**Extract provided:**
..............................
Versioning in SAP PI – Part 2, the detail

I have been tasked with understanding how SAP PI can support different interface versions. Specifically how we will support a SAP system that is being rolled out across the globe.

I recently wrote a short blog entry Versioning in SAP PI about versioning and had a limited response so I decided the investigate the matter in a little more detail. The following is based upon my own analysis, interaction with other developers, SAP Developer Network, SAP Service Support and external developer resources.

Change Types

Firstly let’s understand the various change types:

Changes that are Backwards Compatible

  • Addition of new operations
  • Addition of new data types or modified data types

Changes that are not backwards compatible.

  • Removing an operation
  • Renaming an operation
  • Changing parameters
  • Changing Structures

There are three known strategies for versioning:

Strict – Any changes result in a new version of the interface. It does not support backwards or forwards compatibility.

Flexible – Any incompatible changes result in a new version of the interface. The interface is designed to support backwards compatibility but not forwards compatibility. This means that any backwards-compatible change is considered safe in that it ends up extending or augmenting a service without affecting the interface.

Loose – Any incompatible change results in a new version of the interface. The interface is designed to support backwards compatibility and forwards compatibility. Instead of accommodating known data requirements, special features are used to make parts of the service intrinsically extensible so that they remain able to support a broad range of future, unknown data exchange requirements. This will result in vague interfaces that place the burden of validation on the underlying service logic. Not a recommended approach.

How do we indicate a new version? Most developers and developer resources suggest using the XML namespace to clearly delineate the version. A namespace value is sent with every SOAP message, HTTP Post or XML document. This allows the system to correctly determine what to do with an incoming message.


With regards to PI the following options were considered

a) Create a new SWCV.

According to SAP documentation ‘a software component version is a shipment unit for design objects in the ES Repository’. You use a SWCV to group together objects that are shipped or installed together.’ SAP uses this approach for the majority of their standard content. You can’t copy objects between releases of a SWCV but use the Transfer Design Objects Function (ESR Menu under tools). This tool will transfer objects only if the source objects are more recent than the target objects or the target objects don’t exist. You can preview the changes and see what will be updated (source version is more recent), what can’t be transferred (the target version is more recent) or what does not need to be transferred (the versions are the same).

b) Create a new namespace with a version number.
..............................
**Supplied data:**
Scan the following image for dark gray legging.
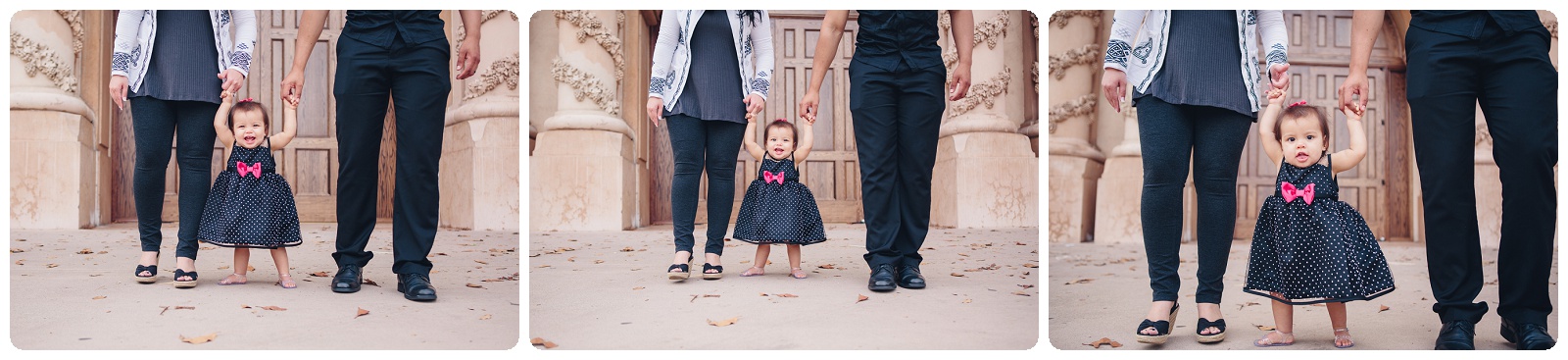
..............................
**Instructions:**
a) Answer these from the SAP PI versioning text, one per line:
(i) Which versioning strategy supports both backwards and forwards compatibility?
(ii) What do most developers suggest using to delineate the version?
(iii) Under which ESR menu is the Transfer Design Objects function found?
b) In the SAP PI versioning text, rewrite everything from "There are three" down to "or forwards compatibility.", changing "Strict" to "Rigid".

**Answers by task:**
a)
(i) Loose
(ii) The XML namespace
(iii) Tools

b)
There are three known strategies for versioning:

Rigid – Any changes result in a new version of the interface. It does not support backwards or forwards compatibility.